▸ Exercise aim
Count how many lines in the data below contain the string "satellite", treating uppercase and lowercase as different. Reply with the number alone.

Location identification data
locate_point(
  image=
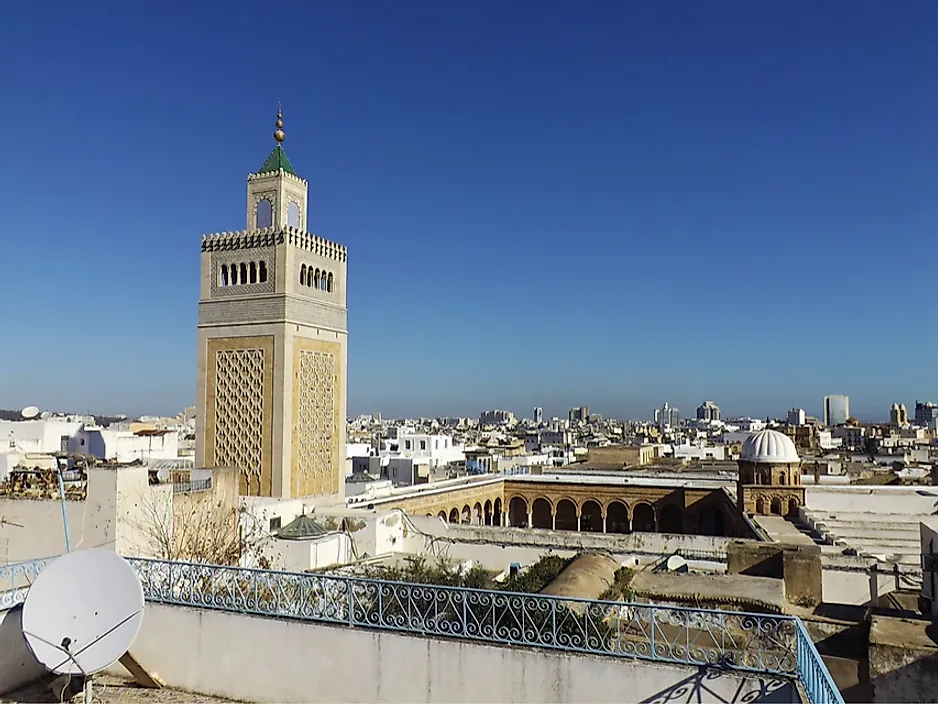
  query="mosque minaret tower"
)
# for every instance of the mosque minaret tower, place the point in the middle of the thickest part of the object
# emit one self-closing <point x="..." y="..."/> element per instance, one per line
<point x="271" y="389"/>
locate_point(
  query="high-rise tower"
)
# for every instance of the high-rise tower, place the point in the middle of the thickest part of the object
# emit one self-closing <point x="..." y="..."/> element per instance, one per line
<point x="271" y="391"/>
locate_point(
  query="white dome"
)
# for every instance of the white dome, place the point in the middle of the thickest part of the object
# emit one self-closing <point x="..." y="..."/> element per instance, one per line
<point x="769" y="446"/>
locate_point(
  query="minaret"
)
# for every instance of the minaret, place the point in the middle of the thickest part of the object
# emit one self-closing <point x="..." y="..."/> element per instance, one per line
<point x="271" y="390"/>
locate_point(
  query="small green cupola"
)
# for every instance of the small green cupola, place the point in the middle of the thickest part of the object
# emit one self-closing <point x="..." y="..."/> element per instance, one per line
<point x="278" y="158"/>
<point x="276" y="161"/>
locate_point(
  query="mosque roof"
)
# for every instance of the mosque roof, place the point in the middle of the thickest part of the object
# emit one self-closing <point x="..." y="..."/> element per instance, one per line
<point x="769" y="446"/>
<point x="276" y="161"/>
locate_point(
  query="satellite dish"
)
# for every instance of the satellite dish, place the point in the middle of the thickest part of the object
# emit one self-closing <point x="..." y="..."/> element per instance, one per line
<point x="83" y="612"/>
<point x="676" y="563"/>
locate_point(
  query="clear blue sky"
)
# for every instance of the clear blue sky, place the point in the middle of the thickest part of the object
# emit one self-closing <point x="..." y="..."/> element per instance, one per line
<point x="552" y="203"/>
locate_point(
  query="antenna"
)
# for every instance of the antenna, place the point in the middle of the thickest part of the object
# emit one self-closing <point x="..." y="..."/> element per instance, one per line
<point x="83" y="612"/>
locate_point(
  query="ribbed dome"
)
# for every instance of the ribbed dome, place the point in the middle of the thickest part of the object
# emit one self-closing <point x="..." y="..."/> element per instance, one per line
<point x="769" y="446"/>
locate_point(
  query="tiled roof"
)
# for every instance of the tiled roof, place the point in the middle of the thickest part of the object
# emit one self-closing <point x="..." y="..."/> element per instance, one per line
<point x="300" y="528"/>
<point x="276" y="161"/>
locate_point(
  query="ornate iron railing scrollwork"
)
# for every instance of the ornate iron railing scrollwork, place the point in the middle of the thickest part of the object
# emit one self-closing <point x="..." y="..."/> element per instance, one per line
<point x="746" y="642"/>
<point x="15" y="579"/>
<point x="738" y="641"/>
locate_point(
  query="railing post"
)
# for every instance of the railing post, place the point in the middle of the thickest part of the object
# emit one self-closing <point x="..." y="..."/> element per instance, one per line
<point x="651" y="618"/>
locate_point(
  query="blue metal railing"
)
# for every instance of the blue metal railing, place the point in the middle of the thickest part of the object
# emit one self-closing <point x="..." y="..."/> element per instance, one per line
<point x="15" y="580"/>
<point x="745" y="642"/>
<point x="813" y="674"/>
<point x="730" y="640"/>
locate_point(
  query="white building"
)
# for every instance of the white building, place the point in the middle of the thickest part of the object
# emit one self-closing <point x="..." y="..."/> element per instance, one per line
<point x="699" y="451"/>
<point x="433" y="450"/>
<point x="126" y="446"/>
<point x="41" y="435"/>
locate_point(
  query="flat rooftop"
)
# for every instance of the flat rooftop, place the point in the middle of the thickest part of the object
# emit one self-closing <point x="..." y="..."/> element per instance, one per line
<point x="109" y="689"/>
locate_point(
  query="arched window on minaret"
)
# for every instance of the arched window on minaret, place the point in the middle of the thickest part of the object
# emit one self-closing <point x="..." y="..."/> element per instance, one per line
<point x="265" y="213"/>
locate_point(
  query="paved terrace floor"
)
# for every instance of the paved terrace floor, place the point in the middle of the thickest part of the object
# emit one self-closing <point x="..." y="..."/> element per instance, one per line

▸ Task result
2